Entries taken from a collection
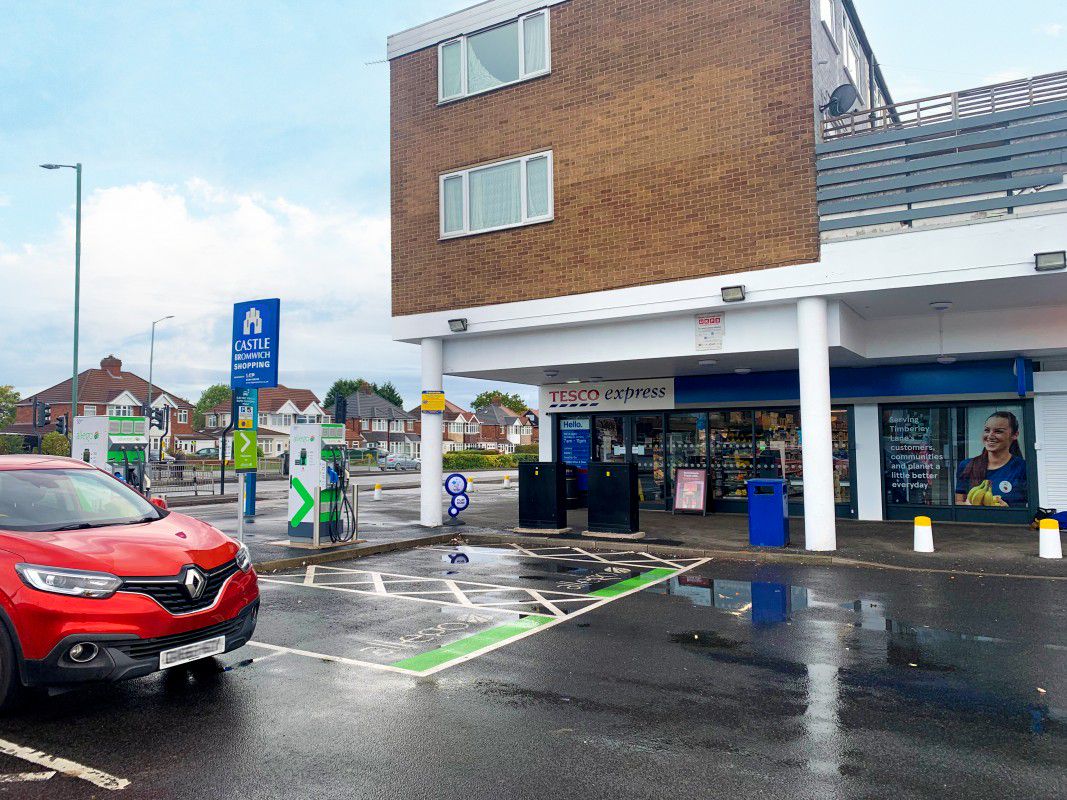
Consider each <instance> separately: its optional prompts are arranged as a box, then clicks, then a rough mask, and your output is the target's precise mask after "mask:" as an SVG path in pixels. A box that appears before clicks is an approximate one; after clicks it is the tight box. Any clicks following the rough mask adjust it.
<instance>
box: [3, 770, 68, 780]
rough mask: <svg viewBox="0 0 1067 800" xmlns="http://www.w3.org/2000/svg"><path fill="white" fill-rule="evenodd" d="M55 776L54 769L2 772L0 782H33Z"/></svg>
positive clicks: (44, 779)
mask: <svg viewBox="0 0 1067 800" xmlns="http://www.w3.org/2000/svg"><path fill="white" fill-rule="evenodd" d="M53 778H55V772H54V770H51V771H48V772H9V773H6V774H0V783H33V782H34V781H50V780H51V779H53Z"/></svg>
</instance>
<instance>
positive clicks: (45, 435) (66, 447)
mask: <svg viewBox="0 0 1067 800" xmlns="http://www.w3.org/2000/svg"><path fill="white" fill-rule="evenodd" d="M41 452H42V453H44V454H45V455H69V454H70V439H68V438H67V437H66V436H64V435H63V434H62V433H59V432H57V431H52V432H51V433H46V434H45V435H44V436H43V437H42V439H41Z"/></svg>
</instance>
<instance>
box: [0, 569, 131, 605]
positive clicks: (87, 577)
mask: <svg viewBox="0 0 1067 800" xmlns="http://www.w3.org/2000/svg"><path fill="white" fill-rule="evenodd" d="M15 572H17V573H18V577H20V578H21V579H22V582H23V583H26V585H27V586H28V587H30V588H31V589H37V590H39V591H42V592H51V593H52V594H68V595H71V596H74V597H92V598H93V599H107V598H108V597H110V596H111V595H112V594H114V593H115V592H116V591H117V590H118V588H120V587H121V586H122V585H123V581H122V579H121V578H117V577H115V576H114V575H110V574H108V573H106V572H86V571H84V570H62V569H60V567H58V566H37V565H36V564H15Z"/></svg>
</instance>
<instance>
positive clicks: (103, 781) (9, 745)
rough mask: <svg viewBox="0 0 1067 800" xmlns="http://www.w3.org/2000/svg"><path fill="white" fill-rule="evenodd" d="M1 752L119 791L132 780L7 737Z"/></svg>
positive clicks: (0, 747) (70, 776)
mask: <svg viewBox="0 0 1067 800" xmlns="http://www.w3.org/2000/svg"><path fill="white" fill-rule="evenodd" d="M0 753H3V754H4V755H11V756H14V757H15V758H21V759H22V761H23V762H29V763H30V764H35V765H37V766H38V767H44V768H45V769H50V770H55V771H57V772H61V773H63V774H65V775H68V777H70V778H77V779H79V780H82V781H85V782H87V783H91V784H93V785H94V786H99V787H100V788H101V789H108V790H109V791H118V790H121V789H125V788H126V787H127V786H129V785H130V782H129V781H127V780H126V779H125V778H115V777H114V775H109V774H108V773H107V772H101V771H100V770H98V769H93V768H92V767H85V766H83V765H81V764H78V763H77V762H71V761H67V759H66V758H60V757H59V756H55V755H49V754H48V753H43V752H42V751H39V750H34V749H33V748H28V747H23V746H22V745H16V743H15V742H13V741H7V740H6V739H0Z"/></svg>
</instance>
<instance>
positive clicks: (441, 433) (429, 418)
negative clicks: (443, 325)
mask: <svg viewBox="0 0 1067 800" xmlns="http://www.w3.org/2000/svg"><path fill="white" fill-rule="evenodd" d="M421 347H423V390H424V391H443V390H444V385H445V384H444V343H443V342H442V340H441V339H423V341H421ZM421 438H423V484H421V503H420V514H419V524H420V525H423V526H424V527H427V528H436V527H439V526H440V525H441V523H442V513H441V486H442V483H443V481H444V475H443V471H444V467H443V465H442V450H443V441H444V416H443V415H441V414H427V413H426V412H423V436H421Z"/></svg>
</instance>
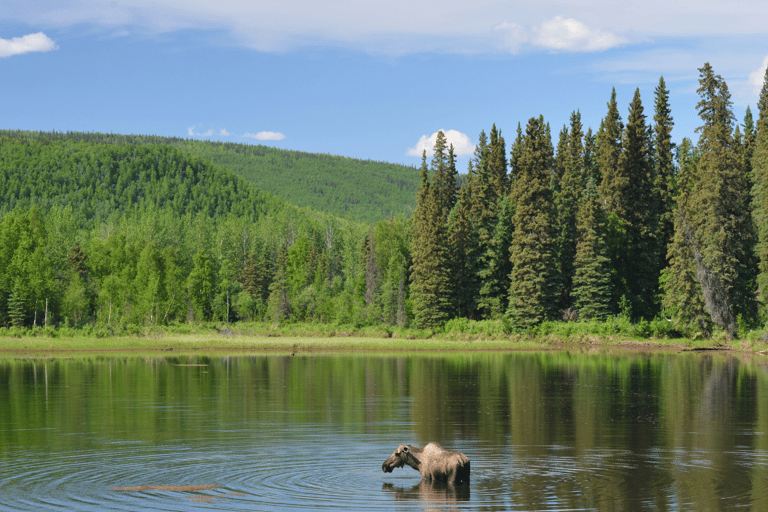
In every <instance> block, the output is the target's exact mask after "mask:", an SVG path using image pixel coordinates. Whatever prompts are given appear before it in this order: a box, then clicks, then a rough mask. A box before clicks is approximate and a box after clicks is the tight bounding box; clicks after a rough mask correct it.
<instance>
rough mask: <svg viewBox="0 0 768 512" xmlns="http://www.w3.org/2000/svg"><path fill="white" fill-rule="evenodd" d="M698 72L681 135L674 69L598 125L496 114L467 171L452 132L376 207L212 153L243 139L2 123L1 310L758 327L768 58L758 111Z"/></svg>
mask: <svg viewBox="0 0 768 512" xmlns="http://www.w3.org/2000/svg"><path fill="white" fill-rule="evenodd" d="M699 74H700V75H699V85H700V87H699V89H698V94H699V96H700V101H699V103H698V105H697V113H698V115H699V117H700V118H701V125H700V126H699V128H698V129H697V134H698V140H697V141H696V142H694V141H693V140H692V139H691V138H688V137H685V138H683V139H682V142H681V144H680V145H679V146H676V145H675V144H674V143H673V142H672V136H671V133H672V129H673V127H674V120H673V116H672V110H671V107H670V104H669V91H668V90H667V88H666V84H665V82H664V79H663V77H662V78H660V80H659V83H658V86H657V87H656V89H655V93H654V108H653V114H652V115H651V114H646V113H645V109H644V107H643V104H642V100H641V98H640V94H639V90H637V91H636V92H635V95H634V98H633V99H632V101H631V103H630V104H629V109H628V115H627V117H626V121H624V120H622V117H621V114H620V113H619V106H618V104H617V100H616V94H615V90H614V91H613V92H612V94H611V96H610V99H609V101H608V103H607V112H606V114H605V117H604V118H603V119H602V121H601V123H600V126H599V127H598V129H597V130H596V131H594V132H593V130H592V129H591V128H586V129H585V127H584V126H582V124H581V117H580V113H579V111H578V110H577V111H574V112H573V113H572V114H571V116H570V122H569V124H568V125H566V126H563V127H562V129H561V130H560V131H559V132H558V133H556V134H553V133H552V130H551V127H550V126H549V124H548V123H547V122H546V121H545V120H544V119H543V118H542V117H541V116H539V117H532V118H531V119H529V120H528V121H527V123H526V124H525V125H522V124H518V126H517V131H516V133H515V137H514V139H513V140H512V142H511V144H510V145H509V147H507V145H506V141H505V139H504V137H503V136H502V134H501V131H500V130H498V129H497V128H496V126H495V125H493V126H492V127H491V129H490V132H489V133H488V134H486V133H485V132H481V133H480V135H479V139H478V143H477V146H476V151H475V155H474V157H473V158H472V159H471V160H470V162H469V167H468V169H467V170H466V173H465V174H462V175H460V174H459V172H458V170H457V169H456V162H455V155H454V153H453V148H452V147H451V146H449V145H448V144H447V142H446V140H445V137H444V136H443V135H442V134H439V135H438V139H437V142H436V144H435V148H434V153H433V156H432V157H431V159H430V160H429V161H428V160H427V156H426V154H425V155H424V156H423V158H422V165H421V167H420V169H418V170H414V173H415V172H418V176H419V177H418V181H419V184H418V188H417V192H416V197H415V202H414V204H415V205H416V206H415V208H414V209H413V211H412V213H411V214H410V216H408V217H406V215H404V214H402V213H400V214H399V215H397V214H392V213H390V214H389V215H388V216H386V217H385V216H382V217H379V218H378V219H376V220H375V221H373V222H371V221H369V220H368V219H367V218H366V217H365V216H361V217H360V218H355V217H351V216H347V218H340V217H338V216H336V215H334V214H332V213H329V212H327V211H320V210H319V209H314V208H307V207H298V206H294V205H292V204H290V203H289V202H287V201H286V200H285V198H281V197H277V196H274V195H272V194H271V193H268V192H264V191H262V190H260V189H259V188H257V187H256V186H255V185H254V182H258V180H257V179H256V178H253V179H249V180H244V179H242V178H241V177H240V176H242V175H244V174H246V173H253V174H254V175H256V174H258V173H265V172H267V173H268V172H271V171H268V170H267V171H265V170H263V169H262V170H258V168H253V169H250V170H243V169H245V167H243V169H241V170H240V171H239V172H238V173H237V174H236V173H235V172H233V170H232V169H229V168H227V165H226V159H222V160H219V161H218V163H217V162H216V161H214V159H213V157H209V156H208V155H206V154H203V153H204V152H208V153H214V152H215V151H217V149H216V148H217V147H219V146H221V148H220V149H221V151H222V152H223V153H226V154H230V153H237V152H238V151H241V150H240V149H237V148H235V149H232V148H227V147H226V145H223V144H222V145H217V144H210V143H206V144H209V145H208V146H206V149H205V150H204V151H203V150H200V149H198V150H197V151H192V150H191V149H189V148H186V149H185V148H184V144H187V145H189V146H195V145H196V144H198V142H197V141H187V142H182V141H181V140H180V139H179V140H177V142H175V143H172V144H171V143H168V141H167V140H164V139H160V138H152V137H146V138H143V139H142V140H141V141H140V143H138V142H137V141H136V140H132V139H131V138H130V137H137V136H96V135H93V136H90V135H89V136H86V135H87V134H85V135H83V134H79V135H78V134H69V135H62V134H44V133H39V132H10V131H5V132H1V133H0V137H1V138H0V200H1V203H0V215H1V217H0V325H2V326H6V327H8V328H11V329H16V330H17V331H18V330H19V329H21V330H24V329H31V328H44V329H52V328H53V326H74V327H81V328H86V329H99V330H100V331H101V332H107V333H109V332H118V331H120V330H126V329H127V330H129V331H130V330H131V329H136V328H138V327H147V326H163V325H166V326H173V325H179V324H185V323H201V322H211V321H213V322H226V323H232V322H250V321H261V322H269V323H270V324H271V325H274V326H278V325H281V324H285V323H299V322H314V323H321V324H333V325H351V326H354V327H361V326H372V325H373V326H375V325H381V326H395V327H405V326H411V327H415V328H420V329H433V330H434V329H441V328H445V329H448V328H454V329H459V330H461V329H466V328H467V326H468V325H472V324H478V323H483V322H486V323H490V322H493V323H494V325H498V326H501V327H500V328H501V329H502V330H503V331H504V332H506V333H511V332H533V331H535V330H536V329H537V328H540V327H541V326H542V325H544V324H548V323H549V324H551V323H552V322H557V323H562V324H567V325H576V324H584V323H588V322H591V324H590V325H599V324H600V323H601V322H602V323H608V322H614V321H615V319H616V318H622V319H624V320H626V321H629V322H631V323H633V324H636V325H646V326H647V325H648V324H649V323H650V322H656V325H663V326H664V328H663V329H659V331H663V333H665V334H667V335H674V336H686V337H696V336H702V337H710V336H712V335H713V333H716V332H722V333H725V334H726V335H727V336H729V337H731V338H736V337H739V336H743V335H745V333H747V332H749V331H750V330H761V329H762V324H763V323H764V322H765V321H766V319H767V318H768V315H767V314H766V310H765V305H764V302H763V299H762V294H761V290H763V289H764V288H765V286H767V285H768V220H766V217H765V213H764V212H765V211H768V183H766V181H765V179H764V175H765V174H766V172H768V74H767V76H766V82H765V83H764V85H763V88H762V91H761V93H760V99H759V102H758V105H757V109H758V118H757V120H756V121H755V120H754V119H753V117H752V113H751V110H750V109H749V108H747V111H746V115H745V118H744V120H743V122H742V123H739V122H737V120H736V119H735V118H734V115H733V111H732V101H731V96H730V93H729V91H728V86H727V84H726V82H725V81H724V80H723V79H722V77H721V76H719V75H717V74H715V72H714V70H713V69H712V68H711V66H710V65H709V64H705V65H704V66H703V67H702V68H701V69H699ZM89 137H90V140H88V139H89ZM109 137H112V138H113V139H114V140H109ZM259 147H260V146H257V147H256V148H259ZM228 151H229V152H230V153H227V152H228ZM247 151H257V149H247V150H242V151H241V152H246V153H247ZM259 151H260V150H259ZM273 151H276V150H273ZM209 158H210V159H209ZM308 158H309V157H308ZM232 162H235V160H232ZM236 162H237V163H230V164H231V165H233V166H234V165H241V163H242V164H243V165H245V164H244V163H243V162H245V160H237V161H236ZM301 162H303V160H301V159H298V160H294V164H295V165H293V166H290V165H289V166H286V168H285V169H284V170H281V172H285V174H286V175H287V176H294V177H295V176H297V175H303V168H302V165H303V164H302V163H301ZM395 181H396V180H395ZM348 185H350V186H352V187H353V188H354V187H357V188H362V186H363V185H362V184H361V183H350V184H348ZM390 186H391V187H392V188H398V187H399V185H397V184H396V183H390ZM364 194H365V192H364V191H360V195H364ZM393 211H398V210H397V209H396V208H394V209H392V210H389V212H393ZM399 211H400V212H402V211H403V210H399ZM14 332H16V331H14ZM648 334H649V335H650V334H653V333H650V332H649V333H648ZM657 334H658V332H657Z"/></svg>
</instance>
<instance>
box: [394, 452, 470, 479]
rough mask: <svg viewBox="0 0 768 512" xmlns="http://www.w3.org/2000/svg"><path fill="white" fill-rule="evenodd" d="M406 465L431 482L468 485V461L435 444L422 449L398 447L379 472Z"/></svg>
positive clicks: (461, 457) (454, 452) (459, 454)
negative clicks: (394, 452)
mask: <svg viewBox="0 0 768 512" xmlns="http://www.w3.org/2000/svg"><path fill="white" fill-rule="evenodd" d="M406 464H408V465H409V466H411V467H412V468H413V469H415V470H416V471H418V472H419V473H421V477H422V478H423V479H424V480H426V481H428V482H431V481H433V480H435V481H438V482H445V483H448V484H451V485H453V484H461V483H469V459H468V458H467V456H466V455H464V454H463V453H459V452H452V451H449V450H443V448H442V447H441V446H440V445H439V444H437V443H429V444H427V445H426V446H424V448H419V447H418V446H411V445H407V446H406V445H402V444H401V445H400V446H398V447H397V450H395V453H393V454H392V455H391V456H390V457H389V458H388V459H387V460H385V461H384V464H382V465H381V470H382V471H384V472H385V473H391V472H392V471H393V470H394V469H395V468H401V467H403V466H404V465H406Z"/></svg>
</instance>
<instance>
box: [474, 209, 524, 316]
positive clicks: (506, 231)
mask: <svg viewBox="0 0 768 512" xmlns="http://www.w3.org/2000/svg"><path fill="white" fill-rule="evenodd" d="M514 210H515V208H514V204H513V203H512V201H511V200H510V199H509V198H503V199H502V201H501V203H500V209H499V215H498V220H497V221H496V227H495V228H494V230H493V236H492V237H491V238H490V240H489V242H488V244H487V246H486V252H485V254H484V257H483V267H482V268H481V270H480V271H479V272H478V274H477V275H478V277H479V280H480V291H479V294H480V299H479V301H478V305H477V307H478V309H479V310H480V311H481V313H482V316H483V317H484V318H497V317H500V316H501V315H503V314H504V312H505V311H506V309H507V305H508V304H509V298H508V293H509V285H510V282H509V275H510V274H511V273H512V264H511V261H510V259H509V247H510V245H511V244H512V234H513V233H514V224H513V218H514Z"/></svg>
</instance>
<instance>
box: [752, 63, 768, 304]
mask: <svg viewBox="0 0 768 512" xmlns="http://www.w3.org/2000/svg"><path fill="white" fill-rule="evenodd" d="M756 130H757V135H756V138H755V151H754V154H753V156H752V161H751V167H752V180H753V183H754V184H753V186H752V201H753V206H754V211H753V218H754V222H755V226H756V228H757V237H758V242H757V247H756V253H757V256H758V260H759V275H758V278H757V282H758V287H759V293H760V298H761V301H762V302H763V303H764V304H765V302H766V301H765V297H766V294H767V293H768V70H766V74H765V78H764V80H763V87H762V89H761V90H760V100H759V102H758V119H757V128H756Z"/></svg>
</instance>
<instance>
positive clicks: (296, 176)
mask: <svg viewBox="0 0 768 512" xmlns="http://www.w3.org/2000/svg"><path fill="white" fill-rule="evenodd" d="M4 137H5V138H25V139H30V140H39V141H43V142H44V143H45V142H49V141H63V140H67V141H82V142H87V143H88V144H89V145H90V144H96V145H97V146H104V145H110V146H123V147H129V148H130V147H135V146H146V145H157V146H171V147H173V148H176V149H178V150H181V151H182V152H183V153H184V154H187V155H188V156H187V159H190V160H192V161H197V160H200V158H203V159H205V160H209V161H210V162H213V163H214V164H217V165H219V166H222V167H225V168H227V169H229V170H231V171H232V172H233V173H234V174H235V175H237V176H239V177H241V178H243V179H244V180H245V181H247V182H250V183H252V184H253V185H255V186H256V187H258V188H259V189H260V190H263V191H267V192H269V193H271V194H275V195H277V196H279V197H281V198H282V199H283V200H286V201H289V202H291V203H292V204H296V205H299V206H308V207H310V208H312V209H315V210H319V211H325V212H328V213H330V214H333V215H337V216H340V217H345V218H350V219H354V220H355V221H358V222H369V223H372V222H376V221H377V220H382V219H386V218H387V217H389V215H390V214H391V213H392V214H398V213H406V212H407V211H409V210H410V209H412V208H413V207H414V206H415V196H416V189H417V187H418V185H419V181H418V171H417V170H416V169H415V168H413V167H409V166H404V165H398V164H391V163H387V162H377V161H373V160H359V159H354V158H347V157H342V156H334V155H327V154H315V153H305V152H301V151H288V150H283V149H277V148H272V147H269V146H261V145H256V146H254V145H249V144H236V143H229V142H212V141H200V140H191V139H181V138H176V137H157V136H147V135H118V134H105V133H81V132H67V133H56V132H19V131H10V130H0V139H2V138H4ZM192 155H195V156H197V157H198V158H195V157H193V156H192ZM192 167H193V168H194V165H193V166H192ZM2 189H3V187H0V190H2Z"/></svg>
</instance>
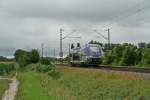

Aim of the exercise = Give the number of lines in the data that contain "tight", with no other words.

Reply to the task = 2